> Written exercise: Reproduce the passage on trading strategies, starting at the words "The exit for" and ending after "in for cheap.". Substitute "MACD" for "RSI" wherever it occurs.

> Source passage:

Connors found (as have I) that this strategy works best without stop losses.
The exit for this strategy is when price closes on the other side of the 5 SMA.
This strategy is more of a short term strategy that closes trades fairly quickly.
Potential Improvements
Here are a few improvements to this strategy you can experiment with:
- Change the periods setting
- Only take trades when price is at clear support or resistance
- Change the signal levels to 80/20 or 90/10 to potentially weed out noisy signals
- Use another indicator in conjunction with RSI to improve win rate or profit per trade
- Set the profit target to a multiple of risk
Backtesting Results
You can also see my results of a backtest here.
RSI 50 Crossover Trading Strategy
The previous RSI trading methods rely on price extremes to find potential trading ideas.
Of course, trading at extremes can be a great way to get in for cheap.
However, you are also bucking the trend and that can mean that you might get stopped out a lot.
One way to possibly remedy this is to try to catch price when it is starting to trend.
For this strategy you set your levels both to 50, then enter a trade when RSI closes above or below the 50 level.

[Dataset rows on where objects appear]
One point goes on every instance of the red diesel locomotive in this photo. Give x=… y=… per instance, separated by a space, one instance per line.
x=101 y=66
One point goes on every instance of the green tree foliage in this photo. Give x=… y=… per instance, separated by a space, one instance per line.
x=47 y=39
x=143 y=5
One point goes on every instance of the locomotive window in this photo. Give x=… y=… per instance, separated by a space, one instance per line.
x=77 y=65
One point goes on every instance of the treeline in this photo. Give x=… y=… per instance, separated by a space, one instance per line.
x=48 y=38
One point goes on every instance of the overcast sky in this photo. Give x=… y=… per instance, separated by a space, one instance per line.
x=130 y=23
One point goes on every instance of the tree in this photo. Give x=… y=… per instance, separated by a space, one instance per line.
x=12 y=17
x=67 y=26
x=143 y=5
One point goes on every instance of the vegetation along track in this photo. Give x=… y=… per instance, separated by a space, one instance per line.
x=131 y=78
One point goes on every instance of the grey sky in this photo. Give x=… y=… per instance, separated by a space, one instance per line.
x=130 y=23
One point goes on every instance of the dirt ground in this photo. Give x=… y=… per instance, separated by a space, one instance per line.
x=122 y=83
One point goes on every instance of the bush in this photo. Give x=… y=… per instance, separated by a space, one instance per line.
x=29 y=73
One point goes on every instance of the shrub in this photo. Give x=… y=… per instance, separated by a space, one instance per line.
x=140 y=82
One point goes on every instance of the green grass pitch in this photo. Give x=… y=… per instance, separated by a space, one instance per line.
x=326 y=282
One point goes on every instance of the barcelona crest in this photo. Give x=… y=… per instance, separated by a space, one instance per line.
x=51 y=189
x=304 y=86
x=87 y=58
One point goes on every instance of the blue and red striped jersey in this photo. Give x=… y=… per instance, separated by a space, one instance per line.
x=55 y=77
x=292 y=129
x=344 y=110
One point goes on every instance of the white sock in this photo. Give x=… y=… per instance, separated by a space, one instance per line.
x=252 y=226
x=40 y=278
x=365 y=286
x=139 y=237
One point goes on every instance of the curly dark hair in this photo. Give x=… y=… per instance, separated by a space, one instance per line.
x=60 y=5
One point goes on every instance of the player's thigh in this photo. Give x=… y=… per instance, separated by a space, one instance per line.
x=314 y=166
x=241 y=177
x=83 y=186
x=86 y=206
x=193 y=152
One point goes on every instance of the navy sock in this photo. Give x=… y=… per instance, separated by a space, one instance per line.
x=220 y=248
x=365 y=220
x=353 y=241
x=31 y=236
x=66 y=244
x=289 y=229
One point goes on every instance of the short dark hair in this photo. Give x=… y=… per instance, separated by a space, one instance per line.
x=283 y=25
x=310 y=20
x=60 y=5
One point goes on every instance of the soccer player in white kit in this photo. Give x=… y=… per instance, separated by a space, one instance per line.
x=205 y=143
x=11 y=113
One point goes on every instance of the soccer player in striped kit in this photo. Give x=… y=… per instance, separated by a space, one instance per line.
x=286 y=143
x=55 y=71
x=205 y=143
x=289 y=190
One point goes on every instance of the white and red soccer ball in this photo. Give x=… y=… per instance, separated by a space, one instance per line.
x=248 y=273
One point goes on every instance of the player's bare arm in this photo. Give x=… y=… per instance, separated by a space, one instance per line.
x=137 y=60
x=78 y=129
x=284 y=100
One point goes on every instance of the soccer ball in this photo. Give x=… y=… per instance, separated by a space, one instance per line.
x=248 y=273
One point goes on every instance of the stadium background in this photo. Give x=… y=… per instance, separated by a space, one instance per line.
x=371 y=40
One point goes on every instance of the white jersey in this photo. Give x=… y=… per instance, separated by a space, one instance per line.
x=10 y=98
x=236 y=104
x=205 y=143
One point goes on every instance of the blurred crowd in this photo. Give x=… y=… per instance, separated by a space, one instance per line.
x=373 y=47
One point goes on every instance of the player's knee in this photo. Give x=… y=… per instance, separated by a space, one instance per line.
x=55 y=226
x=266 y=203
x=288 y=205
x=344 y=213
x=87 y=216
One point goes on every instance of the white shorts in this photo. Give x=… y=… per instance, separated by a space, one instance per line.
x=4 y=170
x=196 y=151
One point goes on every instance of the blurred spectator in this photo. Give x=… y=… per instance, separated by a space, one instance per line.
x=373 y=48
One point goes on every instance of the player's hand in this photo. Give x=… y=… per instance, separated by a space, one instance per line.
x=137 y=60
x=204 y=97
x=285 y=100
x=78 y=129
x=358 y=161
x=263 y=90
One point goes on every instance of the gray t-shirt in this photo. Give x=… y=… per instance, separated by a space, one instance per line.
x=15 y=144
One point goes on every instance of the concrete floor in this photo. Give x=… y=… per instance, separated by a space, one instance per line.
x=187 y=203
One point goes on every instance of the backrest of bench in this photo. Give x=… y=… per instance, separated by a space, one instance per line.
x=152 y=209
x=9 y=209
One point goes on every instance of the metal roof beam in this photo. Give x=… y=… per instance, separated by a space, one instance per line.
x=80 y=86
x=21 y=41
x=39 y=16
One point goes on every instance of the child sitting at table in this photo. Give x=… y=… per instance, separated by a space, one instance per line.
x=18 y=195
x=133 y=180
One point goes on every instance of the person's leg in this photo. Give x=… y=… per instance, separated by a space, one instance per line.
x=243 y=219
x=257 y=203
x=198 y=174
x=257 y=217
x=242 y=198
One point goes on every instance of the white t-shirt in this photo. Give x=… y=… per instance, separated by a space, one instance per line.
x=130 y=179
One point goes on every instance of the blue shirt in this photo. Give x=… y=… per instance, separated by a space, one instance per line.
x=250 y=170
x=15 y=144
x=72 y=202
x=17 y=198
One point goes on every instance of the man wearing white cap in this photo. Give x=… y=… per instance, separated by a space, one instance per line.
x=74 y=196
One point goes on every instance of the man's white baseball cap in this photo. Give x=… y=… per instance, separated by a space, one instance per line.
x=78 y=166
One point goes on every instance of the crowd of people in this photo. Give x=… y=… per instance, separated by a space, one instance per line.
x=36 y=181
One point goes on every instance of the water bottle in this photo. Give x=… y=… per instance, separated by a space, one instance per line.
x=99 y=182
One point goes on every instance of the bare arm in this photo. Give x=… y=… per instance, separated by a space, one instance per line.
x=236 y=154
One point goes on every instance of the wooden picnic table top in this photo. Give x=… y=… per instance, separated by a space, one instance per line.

> Task output:
The exit for this strategy is when price closes on the other side of the 5 SMA.
This strategy is more of a short term strategy that closes trades fairly quickly.
Potential Improvements
Here are a few improvements to this strategy you can experiment with:
- Change the periods setting
- Only take trades when price is at clear support or resistance
- Change the signal levels to 80/20 or 90/10 to potentially weed out noisy signals
- Use another indicator in conjunction with MACD to improve win rate or profit per trade
- Set the profit target to a multiple of risk
Backtesting Results
You can also see my results of a backtest here.
MACD 50 Crossover Trading Strategy
The previous MACD trading methods rely on price extremes to find potential trading ideas.
Of course, trading at extremes can be a great way to get in for cheap.